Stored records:
·····

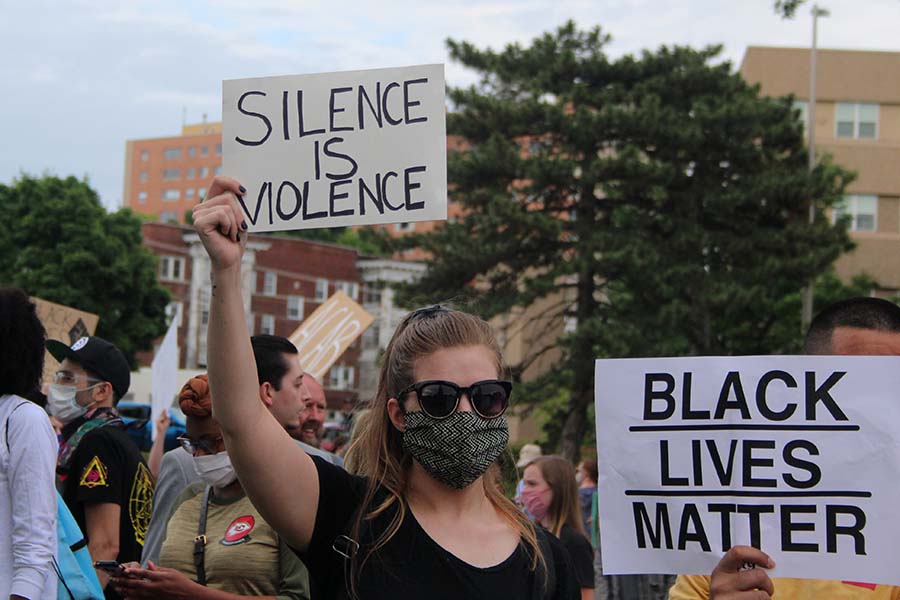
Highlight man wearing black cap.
[47,337,153,598]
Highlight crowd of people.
[0,176,900,600]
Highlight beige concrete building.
[741,46,900,295]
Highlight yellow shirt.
[159,485,310,600]
[669,575,900,600]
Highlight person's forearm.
[207,267,265,439]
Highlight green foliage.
[0,175,169,367]
[402,22,852,459]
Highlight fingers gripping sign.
[709,546,775,600]
[194,176,247,268]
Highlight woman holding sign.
[194,177,578,600]
[520,456,594,600]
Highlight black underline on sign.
[625,490,872,498]
[628,424,859,432]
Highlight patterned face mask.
[403,411,509,490]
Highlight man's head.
[250,335,309,439]
[47,336,131,423]
[803,298,900,355]
[297,373,326,448]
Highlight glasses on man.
[398,379,512,419]
[53,371,103,385]
[175,435,222,456]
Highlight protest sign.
[290,292,374,381]
[222,65,447,231]
[595,356,900,585]
[150,312,181,441]
[31,298,100,383]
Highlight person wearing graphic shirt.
[113,375,310,600]
[669,298,900,600]
[194,176,578,600]
[47,336,153,599]
[0,288,57,600]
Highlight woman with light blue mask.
[114,375,310,600]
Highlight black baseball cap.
[47,335,131,400]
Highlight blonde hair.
[345,306,545,598]
[525,455,587,537]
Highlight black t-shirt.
[559,525,594,588]
[63,425,153,598]
[300,457,579,600]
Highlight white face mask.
[47,382,102,423]
[194,452,237,488]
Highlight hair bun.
[178,373,212,417]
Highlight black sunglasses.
[398,379,512,419]
[175,435,222,456]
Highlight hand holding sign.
[194,176,247,269]
[709,546,775,600]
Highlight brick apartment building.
[138,223,362,408]
[741,46,900,296]
[122,123,222,223]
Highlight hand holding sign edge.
[709,546,775,600]
[193,175,247,270]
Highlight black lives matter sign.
[596,356,900,584]
[222,65,447,231]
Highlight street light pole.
[800,4,828,333]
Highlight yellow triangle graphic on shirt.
[78,456,109,488]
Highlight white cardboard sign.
[595,356,900,585]
[222,65,447,231]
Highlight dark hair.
[250,333,297,390]
[803,297,900,354]
[0,288,47,396]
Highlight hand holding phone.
[94,560,125,577]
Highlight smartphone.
[94,560,125,577]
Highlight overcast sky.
[0,0,900,209]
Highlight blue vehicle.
[116,401,185,452]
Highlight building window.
[328,365,354,390]
[288,296,303,321]
[263,271,278,296]
[159,256,184,281]
[259,315,275,335]
[334,281,359,300]
[316,279,328,302]
[363,282,381,304]
[834,194,878,231]
[835,102,878,140]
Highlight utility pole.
[800,4,829,333]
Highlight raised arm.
[194,177,319,550]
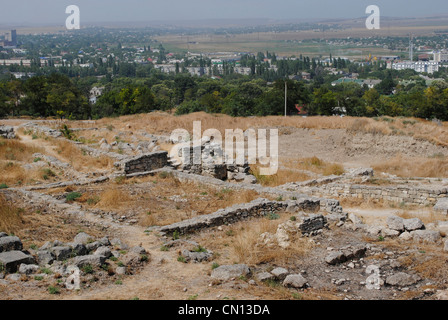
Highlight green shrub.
[87,196,101,206]
[268,212,280,220]
[48,286,60,294]
[193,245,207,252]
[212,262,219,270]
[65,192,82,202]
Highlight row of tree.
[0,72,448,120]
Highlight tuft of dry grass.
[230,219,313,265]
[50,139,113,172]
[251,157,345,187]
[397,210,447,228]
[251,165,310,187]
[0,194,23,234]
[97,185,132,209]
[372,154,448,178]
[284,156,345,176]
[0,138,42,162]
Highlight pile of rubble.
[0,126,16,139]
[0,232,149,284]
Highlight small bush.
[193,245,207,252]
[81,264,93,274]
[268,212,280,220]
[87,196,101,206]
[159,171,173,179]
[65,192,82,202]
[40,268,53,274]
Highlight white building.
[233,66,252,76]
[89,87,104,104]
[387,61,439,74]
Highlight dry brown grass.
[49,139,113,172]
[251,157,344,187]
[230,217,313,265]
[0,194,23,234]
[283,156,344,176]
[96,185,132,209]
[397,210,447,228]
[74,173,264,227]
[0,138,42,162]
[372,155,448,178]
[251,165,310,187]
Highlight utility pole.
[285,80,288,117]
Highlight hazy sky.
[0,0,448,25]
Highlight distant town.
[0,27,448,118]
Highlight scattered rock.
[271,267,289,281]
[348,213,362,224]
[37,250,54,265]
[73,232,95,245]
[434,198,448,214]
[403,218,425,231]
[86,241,102,252]
[411,230,441,242]
[381,228,400,238]
[386,272,421,287]
[19,263,39,274]
[255,271,275,281]
[211,264,250,281]
[0,251,35,273]
[110,238,129,250]
[325,251,347,265]
[115,267,126,275]
[182,250,213,262]
[386,216,404,232]
[129,246,146,254]
[94,247,112,259]
[51,247,72,261]
[398,231,412,241]
[0,236,23,252]
[73,255,106,268]
[283,274,307,289]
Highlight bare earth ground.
[0,114,448,299]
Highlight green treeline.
[0,69,448,120]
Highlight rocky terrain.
[0,117,448,300]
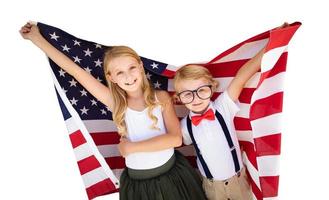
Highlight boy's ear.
[172,93,180,103]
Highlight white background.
[0,0,329,200]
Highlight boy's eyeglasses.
[177,85,212,104]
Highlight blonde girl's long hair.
[104,46,160,136]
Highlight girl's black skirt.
[120,151,206,200]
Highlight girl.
[20,23,206,200]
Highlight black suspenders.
[186,110,240,179]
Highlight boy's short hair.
[174,64,219,91]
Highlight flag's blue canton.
[38,23,168,120]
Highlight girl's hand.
[19,22,42,42]
[118,137,133,157]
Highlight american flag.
[38,22,301,200]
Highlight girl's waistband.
[127,154,176,180]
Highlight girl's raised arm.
[20,23,113,110]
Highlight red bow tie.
[191,108,215,126]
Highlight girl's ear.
[106,74,116,83]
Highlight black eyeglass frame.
[177,84,213,104]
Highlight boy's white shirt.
[181,91,243,180]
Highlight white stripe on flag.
[82,167,108,188]
[97,144,121,158]
[256,155,280,176]
[166,65,180,72]
[65,117,79,133]
[214,38,268,63]
[168,72,261,92]
[236,102,250,118]
[73,143,93,161]
[250,113,282,138]
[263,197,280,200]
[50,68,119,188]
[236,131,254,144]
[242,152,260,188]
[251,72,285,104]
[261,46,287,72]
[83,119,118,133]
[177,145,195,156]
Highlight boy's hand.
[275,22,289,29]
[19,22,41,41]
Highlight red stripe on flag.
[205,59,249,77]
[258,52,288,86]
[250,92,283,120]
[266,23,300,50]
[239,141,258,169]
[78,155,101,175]
[239,88,256,104]
[247,170,263,200]
[209,31,269,63]
[70,130,86,149]
[259,176,279,198]
[254,133,281,156]
[105,156,126,169]
[86,179,118,199]
[234,117,252,131]
[161,69,175,78]
[90,132,120,145]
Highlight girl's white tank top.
[125,97,174,169]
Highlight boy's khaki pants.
[202,168,253,200]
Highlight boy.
[174,46,264,200]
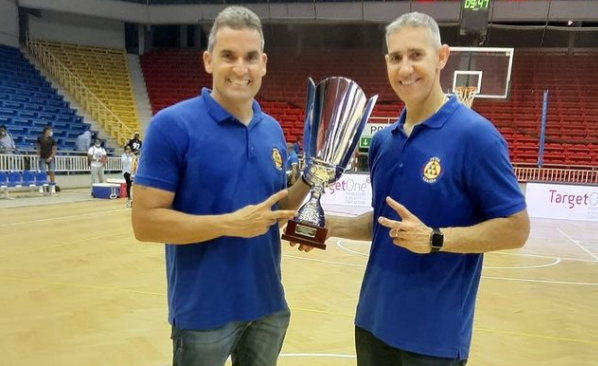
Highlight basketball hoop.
[455,86,478,108]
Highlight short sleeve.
[135,110,188,192]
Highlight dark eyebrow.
[389,48,424,56]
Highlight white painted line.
[484,258,561,269]
[0,208,128,227]
[482,276,598,286]
[279,353,357,359]
[336,240,370,258]
[282,254,365,267]
[556,227,598,262]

·····

Please write out the material again with every "Highlight" swapped for "Outline", leaving everything else unchanged and omitting the pictures.

Outline man wearing black cap.
[47,337,153,598]
Outline crowd of people.
[0,176,900,600]
Outline beige concrete building.
[741,46,900,295]
Outline yellow shirt.
[159,485,310,600]
[669,575,900,600]
Outline person's forearm.
[207,267,265,439]
Outline green foliage.
[0,175,169,367]
[402,22,852,459]
Outline fingers gripping sign.
[709,546,775,600]
[194,176,247,268]
Outline woman holding sign.
[194,177,578,600]
[520,456,594,600]
Outline black underline on sign.
[625,490,872,498]
[628,424,859,432]
Outline patterned face mask.
[403,411,509,490]
Outline man's head.
[250,335,309,439]
[47,336,131,423]
[803,298,900,355]
[297,373,326,448]
Outline glasses on man.
[398,379,512,419]
[53,371,103,385]
[175,435,222,456]
Outline protest sign.
[290,292,374,381]
[222,65,447,231]
[595,356,900,585]
[150,312,181,441]
[31,298,100,383]
Outline person wearing graphic shirt.
[113,375,310,600]
[669,298,900,600]
[194,176,578,600]
[47,336,153,599]
[0,288,57,600]
Outline woman with light blue mask.
[114,375,310,600]
Outline black baseball cap.
[47,335,131,400]
Outline blonde hair.
[345,306,545,598]
[525,455,587,537]
Outline black t-shirt.
[559,525,594,588]
[63,425,153,598]
[300,457,579,600]
Outline white face mask.
[47,382,102,423]
[194,452,237,488]
Outline hair bun.
[178,373,212,417]
Outline black sunglasses.
[398,379,512,419]
[175,435,222,456]
Outline hand holding sign.
[194,176,247,269]
[709,546,775,600]
Outline brick apartment building.
[138,223,362,408]
[741,46,900,296]
[122,123,222,223]
Outline hand holding sign edge.
[709,546,775,600]
[193,175,247,270]
Outline black lives matter sign.
[596,356,900,584]
[222,65,447,231]
Outline street light pole.
[800,4,828,333]
Outline yellow triangle graphic on shirt.
[78,456,109,488]
Outline white cardboard sign.
[595,356,900,585]
[222,65,447,231]
Outline dark hair.
[250,333,297,390]
[803,297,900,354]
[0,288,47,396]
Outline hand holding phone.
[94,560,125,577]
Outline smartphone.
[94,560,125,577]
Outline overcast sky.
[0,0,900,209]
Outline blue vehicle.
[116,401,185,452]
Outline building window.
[328,365,354,390]
[288,296,303,321]
[263,271,278,296]
[159,256,184,281]
[259,315,275,335]
[334,281,359,300]
[316,279,328,302]
[363,282,381,304]
[834,194,878,231]
[835,102,878,140]
Outline utility pole.
[800,4,829,333]
Outline raised arm.
[194,177,319,550]
Outline green shrub.
[87,196,101,206]
[268,212,280,220]
[48,286,60,294]
[193,245,207,252]
[212,262,219,270]
[65,192,82,202]
Outline row of tree.
[0,72,448,120]
Outline tuft of dry grass.
[230,219,313,265]
[50,139,113,172]
[251,157,345,187]
[397,210,447,228]
[251,165,310,187]
[0,194,23,234]
[97,185,132,209]
[372,154,448,178]
[284,156,345,176]
[0,138,42,162]
Outline pile of rubble.
[0,126,16,139]
[0,232,149,284]
Outline small bush.
[193,245,207,252]
[81,264,93,274]
[268,212,280,220]
[87,196,101,206]
[159,171,173,179]
[65,192,82,202]
[40,268,53,274]
Outline white building.
[233,66,252,76]
[89,87,104,104]
[387,61,439,74]
Outline dry brown grass.
[49,139,113,172]
[251,157,344,187]
[230,217,313,265]
[0,194,23,234]
[283,156,344,176]
[96,185,132,209]
[397,210,447,228]
[74,173,264,227]
[0,138,42,162]
[372,155,448,178]
[251,165,310,187]
Outline utility pole.
[285,80,288,117]
Outline hazy sky.
[0,0,448,25]
Outline distant town.
[0,27,448,118]
Outline scattered rock.
[271,267,289,281]
[348,213,362,224]
[37,250,54,265]
[73,232,95,245]
[434,198,448,214]
[403,218,425,231]
[86,241,102,252]
[411,230,441,242]
[381,228,400,238]
[386,272,421,287]
[19,263,39,274]
[255,271,275,281]
[211,264,250,281]
[0,251,35,273]
[110,238,129,250]
[325,251,347,265]
[115,267,126,275]
[182,250,213,262]
[386,216,404,232]
[129,246,146,254]
[94,247,112,259]
[51,247,72,261]
[398,231,412,241]
[0,236,23,252]
[73,255,106,268]
[283,274,307,289]
Outline bare earth ground.
[0,114,448,299]
Outline green treeline.
[0,69,448,120]
Outline rocky terrain.
[0,117,448,300]
Outline boy's ear.
[172,93,180,103]
Outline white background.
[0,0,329,200]
Outline boy's eyeglasses.
[177,85,212,104]
Outline blonde girl's long hair.
[104,46,160,136]
Outline girl's black skirt.
[120,151,206,200]
Outline girl.
[20,23,206,200]
Outline black suspenders.
[186,110,240,179]
Outline boy's short hair.
[174,64,219,91]
Outline flag's blue canton.
[38,23,168,120]
Outline girl's hand.
[19,22,42,42]
[118,137,133,157]
Outline american flag.
[38,22,301,200]
Outline girl's waistband.
[127,154,176,180]
Outline girl's raised arm.
[20,23,113,110]
Outline red bow tie.
[191,108,215,126]
Outline girl's ear.
[106,74,116,83]
Outline black eyeglass frame.
[177,84,213,104]
Outline boy's white shirt.
[181,91,243,180]
Outline white stripe on flag.
[82,167,108,188]
[97,144,121,158]
[256,155,280,176]
[166,65,180,72]
[65,117,79,133]
[214,38,268,63]
[168,72,261,92]
[236,102,250,118]
[73,143,93,161]
[250,113,282,138]
[263,197,280,200]
[50,68,119,188]
[236,131,254,144]
[242,152,260,188]
[251,72,285,104]
[261,46,287,72]
[83,119,118,133]
[177,145,195,156]
Outline boy's hand.
[275,22,289,29]
[19,22,41,41]
Outline red stripe on flag.
[205,59,249,77]
[258,52,288,86]
[250,92,283,120]
[266,23,300,50]
[239,141,258,169]
[78,155,101,175]
[239,88,256,104]
[247,170,263,200]
[209,31,269,63]
[70,130,86,149]
[259,176,279,198]
[254,133,281,156]
[105,156,126,169]
[86,179,118,199]
[234,117,252,131]
[161,69,175,78]
[90,132,120,145]
Outline girl's white tank top.
[125,97,174,169]
Outline boy's khaki pants.
[202,168,253,200]
Outline boy.
[174,46,264,200]
Outline basketball hoop.
[455,86,478,108]
Outline short sleeve.
[135,110,188,192]
Outline dark eyebrow.
[389,48,424,56]
Outline white painted line.
[484,258,561,269]
[0,208,128,227]
[482,276,598,286]
[279,353,357,359]
[336,240,370,258]
[282,254,365,267]
[556,227,598,262]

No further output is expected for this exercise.